RECORDS PROVIDED:
'''

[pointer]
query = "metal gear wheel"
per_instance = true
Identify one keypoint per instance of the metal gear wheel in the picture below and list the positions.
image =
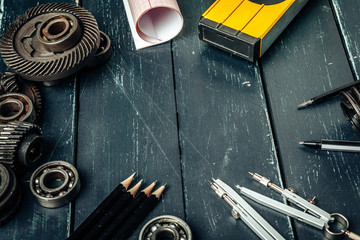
(9, 82)
(50, 42)
(10, 194)
(21, 144)
(16, 107)
(34, 94)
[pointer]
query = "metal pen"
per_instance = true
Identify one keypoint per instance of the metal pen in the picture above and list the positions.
(333, 145)
(329, 94)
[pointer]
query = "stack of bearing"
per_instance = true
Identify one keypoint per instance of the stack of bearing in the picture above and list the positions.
(47, 44)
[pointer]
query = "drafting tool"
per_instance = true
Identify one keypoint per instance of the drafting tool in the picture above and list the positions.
(241, 209)
(333, 145)
(312, 214)
(247, 28)
(325, 96)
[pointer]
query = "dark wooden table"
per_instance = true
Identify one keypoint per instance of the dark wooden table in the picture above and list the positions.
(184, 112)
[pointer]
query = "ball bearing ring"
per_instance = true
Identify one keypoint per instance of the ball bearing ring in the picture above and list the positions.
(49, 174)
(165, 227)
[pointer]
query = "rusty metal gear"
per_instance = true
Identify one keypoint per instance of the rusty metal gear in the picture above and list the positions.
(50, 42)
(34, 94)
(21, 144)
(16, 107)
(9, 82)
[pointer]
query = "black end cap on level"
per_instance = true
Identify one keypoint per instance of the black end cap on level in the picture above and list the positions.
(229, 39)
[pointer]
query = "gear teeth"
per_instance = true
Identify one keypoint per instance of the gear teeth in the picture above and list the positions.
(9, 82)
(11, 137)
(51, 68)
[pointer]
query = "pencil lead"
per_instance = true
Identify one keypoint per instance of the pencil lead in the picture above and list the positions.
(238, 187)
(135, 188)
(305, 104)
(126, 183)
(159, 191)
(148, 189)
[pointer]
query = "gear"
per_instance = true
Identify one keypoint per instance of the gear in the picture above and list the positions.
(16, 107)
(9, 82)
(50, 42)
(21, 144)
(10, 194)
(34, 94)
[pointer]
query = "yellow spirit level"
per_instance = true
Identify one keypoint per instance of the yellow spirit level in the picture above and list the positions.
(247, 28)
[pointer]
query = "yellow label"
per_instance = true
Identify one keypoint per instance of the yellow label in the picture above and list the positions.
(254, 19)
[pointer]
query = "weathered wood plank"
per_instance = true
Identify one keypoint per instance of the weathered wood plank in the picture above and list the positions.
(307, 60)
(348, 18)
(224, 131)
(127, 118)
(58, 124)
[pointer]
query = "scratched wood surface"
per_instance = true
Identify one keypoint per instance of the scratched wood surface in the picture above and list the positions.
(184, 112)
(294, 70)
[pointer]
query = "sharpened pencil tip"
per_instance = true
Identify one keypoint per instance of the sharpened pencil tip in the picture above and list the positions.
(149, 188)
(126, 183)
(135, 188)
(305, 104)
(158, 192)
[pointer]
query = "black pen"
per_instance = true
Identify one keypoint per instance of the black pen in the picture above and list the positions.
(327, 95)
(333, 145)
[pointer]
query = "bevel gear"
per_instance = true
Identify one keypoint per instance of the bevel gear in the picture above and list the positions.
(21, 144)
(50, 42)
(9, 82)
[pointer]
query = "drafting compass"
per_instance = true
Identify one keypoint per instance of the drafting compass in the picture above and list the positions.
(311, 215)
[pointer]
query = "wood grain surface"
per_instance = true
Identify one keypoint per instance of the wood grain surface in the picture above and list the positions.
(184, 112)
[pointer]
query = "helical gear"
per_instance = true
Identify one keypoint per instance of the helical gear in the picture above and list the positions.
(9, 82)
(21, 144)
(50, 42)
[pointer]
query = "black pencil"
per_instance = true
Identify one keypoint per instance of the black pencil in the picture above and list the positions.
(117, 207)
(116, 223)
(101, 209)
(139, 215)
(327, 95)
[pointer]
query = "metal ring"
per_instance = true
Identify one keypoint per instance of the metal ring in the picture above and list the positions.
(337, 235)
(55, 196)
(165, 227)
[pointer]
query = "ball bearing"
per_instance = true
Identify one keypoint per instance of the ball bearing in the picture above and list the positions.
(55, 184)
(165, 227)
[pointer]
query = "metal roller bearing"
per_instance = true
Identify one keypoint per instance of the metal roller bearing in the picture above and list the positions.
(50, 42)
(55, 184)
(10, 194)
(165, 227)
(16, 107)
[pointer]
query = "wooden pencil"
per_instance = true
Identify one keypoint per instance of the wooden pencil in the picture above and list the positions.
(101, 209)
(116, 209)
(138, 215)
(124, 215)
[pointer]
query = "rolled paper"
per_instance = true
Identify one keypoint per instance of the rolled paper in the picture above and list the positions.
(154, 21)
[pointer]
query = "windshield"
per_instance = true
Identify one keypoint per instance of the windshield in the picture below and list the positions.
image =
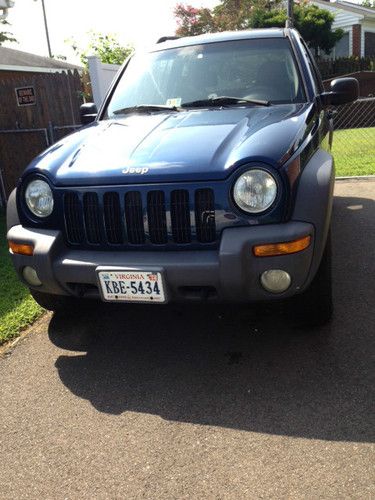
(258, 69)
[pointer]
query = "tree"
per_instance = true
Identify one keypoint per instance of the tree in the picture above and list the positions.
(5, 36)
(314, 24)
(105, 46)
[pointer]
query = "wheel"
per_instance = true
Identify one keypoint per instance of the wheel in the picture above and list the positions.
(314, 307)
(55, 302)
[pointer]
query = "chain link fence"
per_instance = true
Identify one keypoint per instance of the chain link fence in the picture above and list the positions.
(354, 138)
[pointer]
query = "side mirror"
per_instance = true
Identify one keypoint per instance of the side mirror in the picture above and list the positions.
(343, 90)
(88, 112)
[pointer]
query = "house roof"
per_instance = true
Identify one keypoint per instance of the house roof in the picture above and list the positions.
(365, 12)
(12, 57)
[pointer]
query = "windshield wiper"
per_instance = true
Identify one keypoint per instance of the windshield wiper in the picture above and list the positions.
(145, 108)
(224, 101)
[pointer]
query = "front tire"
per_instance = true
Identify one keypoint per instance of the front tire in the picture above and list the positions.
(314, 307)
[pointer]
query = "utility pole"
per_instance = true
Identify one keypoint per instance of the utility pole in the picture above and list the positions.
(289, 14)
(46, 28)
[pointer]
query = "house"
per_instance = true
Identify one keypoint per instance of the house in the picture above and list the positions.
(23, 63)
(358, 24)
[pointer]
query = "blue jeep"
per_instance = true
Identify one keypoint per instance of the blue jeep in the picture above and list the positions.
(206, 175)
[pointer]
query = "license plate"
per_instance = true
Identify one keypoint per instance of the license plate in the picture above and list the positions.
(131, 286)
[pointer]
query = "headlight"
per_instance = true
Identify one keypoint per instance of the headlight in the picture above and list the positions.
(255, 191)
(39, 198)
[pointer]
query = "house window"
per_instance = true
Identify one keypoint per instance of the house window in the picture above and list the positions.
(369, 44)
(342, 46)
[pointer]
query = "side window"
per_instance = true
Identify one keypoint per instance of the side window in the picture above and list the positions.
(313, 68)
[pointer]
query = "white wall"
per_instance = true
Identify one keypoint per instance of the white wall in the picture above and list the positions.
(101, 76)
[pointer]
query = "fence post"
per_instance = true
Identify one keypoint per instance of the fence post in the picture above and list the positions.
(51, 134)
(96, 81)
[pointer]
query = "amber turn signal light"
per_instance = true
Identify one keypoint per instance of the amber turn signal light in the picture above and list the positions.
(21, 248)
(284, 248)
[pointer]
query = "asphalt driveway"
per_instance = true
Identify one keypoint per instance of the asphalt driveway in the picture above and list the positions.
(200, 403)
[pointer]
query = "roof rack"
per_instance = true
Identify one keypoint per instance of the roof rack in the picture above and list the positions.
(166, 38)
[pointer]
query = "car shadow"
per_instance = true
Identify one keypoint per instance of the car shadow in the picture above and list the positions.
(236, 367)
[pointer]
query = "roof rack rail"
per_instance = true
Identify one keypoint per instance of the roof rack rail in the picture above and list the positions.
(166, 38)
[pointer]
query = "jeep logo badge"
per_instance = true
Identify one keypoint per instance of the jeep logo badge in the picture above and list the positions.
(131, 170)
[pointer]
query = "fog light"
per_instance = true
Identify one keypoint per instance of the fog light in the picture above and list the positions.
(30, 275)
(275, 280)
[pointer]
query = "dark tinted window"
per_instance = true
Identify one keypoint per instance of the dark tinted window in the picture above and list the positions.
(257, 69)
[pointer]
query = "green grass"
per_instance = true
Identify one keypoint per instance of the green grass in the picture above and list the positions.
(17, 307)
(354, 151)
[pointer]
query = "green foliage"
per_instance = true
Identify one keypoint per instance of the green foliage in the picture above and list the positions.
(369, 4)
(314, 24)
(5, 36)
(105, 46)
(354, 151)
(17, 308)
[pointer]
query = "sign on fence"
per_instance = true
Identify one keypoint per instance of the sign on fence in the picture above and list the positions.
(25, 96)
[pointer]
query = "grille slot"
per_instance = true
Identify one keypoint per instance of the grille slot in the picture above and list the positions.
(205, 215)
(157, 222)
(134, 218)
(112, 218)
(180, 216)
(91, 217)
(73, 220)
(140, 217)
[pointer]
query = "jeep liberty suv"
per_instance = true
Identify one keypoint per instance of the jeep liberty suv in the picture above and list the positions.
(206, 175)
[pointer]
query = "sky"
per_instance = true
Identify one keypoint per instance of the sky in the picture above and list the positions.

'''

WHAT YOU ARE ASKED TO DO: For every line in the listing above that contains "below", copy that line.

REPLY:
Identify one keypoint per instance of the metal gear wheel in the picture below and list the positions.
Identify one keypoint per instance of the windshield in the picture below and list the positions.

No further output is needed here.